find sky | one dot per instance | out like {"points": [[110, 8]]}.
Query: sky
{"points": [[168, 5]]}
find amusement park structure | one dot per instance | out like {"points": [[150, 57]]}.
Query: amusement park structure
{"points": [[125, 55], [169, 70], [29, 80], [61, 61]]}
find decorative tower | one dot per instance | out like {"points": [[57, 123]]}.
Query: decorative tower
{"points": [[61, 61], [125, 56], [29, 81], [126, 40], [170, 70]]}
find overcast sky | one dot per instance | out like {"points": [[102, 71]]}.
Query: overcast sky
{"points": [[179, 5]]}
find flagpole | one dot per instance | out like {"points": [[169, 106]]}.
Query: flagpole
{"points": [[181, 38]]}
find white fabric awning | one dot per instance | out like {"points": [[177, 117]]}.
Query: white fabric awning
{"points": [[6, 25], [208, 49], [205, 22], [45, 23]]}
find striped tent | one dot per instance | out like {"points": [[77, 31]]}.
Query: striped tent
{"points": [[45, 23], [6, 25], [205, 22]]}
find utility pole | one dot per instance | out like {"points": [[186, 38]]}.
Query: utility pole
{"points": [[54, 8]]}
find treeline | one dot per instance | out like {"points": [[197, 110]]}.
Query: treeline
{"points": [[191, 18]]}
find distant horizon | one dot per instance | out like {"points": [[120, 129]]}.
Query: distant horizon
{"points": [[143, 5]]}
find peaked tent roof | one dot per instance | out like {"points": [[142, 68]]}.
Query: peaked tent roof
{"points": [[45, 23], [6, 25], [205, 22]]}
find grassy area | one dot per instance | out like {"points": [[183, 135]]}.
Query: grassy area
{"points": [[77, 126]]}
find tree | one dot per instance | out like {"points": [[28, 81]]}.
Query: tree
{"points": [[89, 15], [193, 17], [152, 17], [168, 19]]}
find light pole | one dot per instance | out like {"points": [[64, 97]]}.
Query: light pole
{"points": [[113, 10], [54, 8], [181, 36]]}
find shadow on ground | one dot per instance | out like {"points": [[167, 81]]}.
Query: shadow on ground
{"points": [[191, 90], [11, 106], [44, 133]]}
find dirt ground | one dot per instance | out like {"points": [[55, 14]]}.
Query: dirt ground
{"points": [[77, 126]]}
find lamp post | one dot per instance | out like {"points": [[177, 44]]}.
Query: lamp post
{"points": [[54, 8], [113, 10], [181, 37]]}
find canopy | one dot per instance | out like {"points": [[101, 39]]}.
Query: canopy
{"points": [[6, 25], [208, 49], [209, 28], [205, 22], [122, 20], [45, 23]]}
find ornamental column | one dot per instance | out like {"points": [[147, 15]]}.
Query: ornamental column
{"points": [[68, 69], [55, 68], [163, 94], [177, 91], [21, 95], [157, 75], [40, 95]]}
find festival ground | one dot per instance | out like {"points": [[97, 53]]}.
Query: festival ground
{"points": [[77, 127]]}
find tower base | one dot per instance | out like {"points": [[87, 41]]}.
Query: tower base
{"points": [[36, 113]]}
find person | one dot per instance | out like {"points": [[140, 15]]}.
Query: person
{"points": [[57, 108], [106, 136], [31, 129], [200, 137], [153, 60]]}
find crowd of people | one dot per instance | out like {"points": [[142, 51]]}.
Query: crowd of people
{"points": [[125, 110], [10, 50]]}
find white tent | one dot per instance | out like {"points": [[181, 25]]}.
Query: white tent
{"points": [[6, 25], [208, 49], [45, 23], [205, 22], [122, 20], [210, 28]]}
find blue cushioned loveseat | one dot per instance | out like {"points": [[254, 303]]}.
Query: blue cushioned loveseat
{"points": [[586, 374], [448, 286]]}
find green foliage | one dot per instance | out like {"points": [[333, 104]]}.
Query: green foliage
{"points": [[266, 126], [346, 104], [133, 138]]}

.....

• TASK TO CARRY OUT: Above are the records. Copy the lines beginning at the one that has "Query: flagpole" and ending with the one that has "find peaked tent", unchanged.

• REPLY:
Query: flagpole
{"points": [[181, 38]]}
find white fabric awning | one dot per instance | out like {"points": [[177, 117]]}.
Query: white fabric awning
{"points": [[6, 25], [208, 49], [205, 22], [45, 23]]}
find striped tent | one dot per instance | out like {"points": [[77, 31]]}.
Query: striped tent
{"points": [[45, 23], [6, 25], [205, 22]]}
find utility pole | one dot per instance | out like {"points": [[186, 38]]}.
Query: utility pole
{"points": [[54, 8]]}
find treeline | one dot per instance | out like {"points": [[197, 110]]}.
Query: treeline
{"points": [[191, 18]]}
find distant horizon | one dot per instance | out like {"points": [[120, 129]]}.
Query: distant horizon
{"points": [[143, 5]]}
find peaked tent roof | one dot per instance | out like {"points": [[142, 68]]}.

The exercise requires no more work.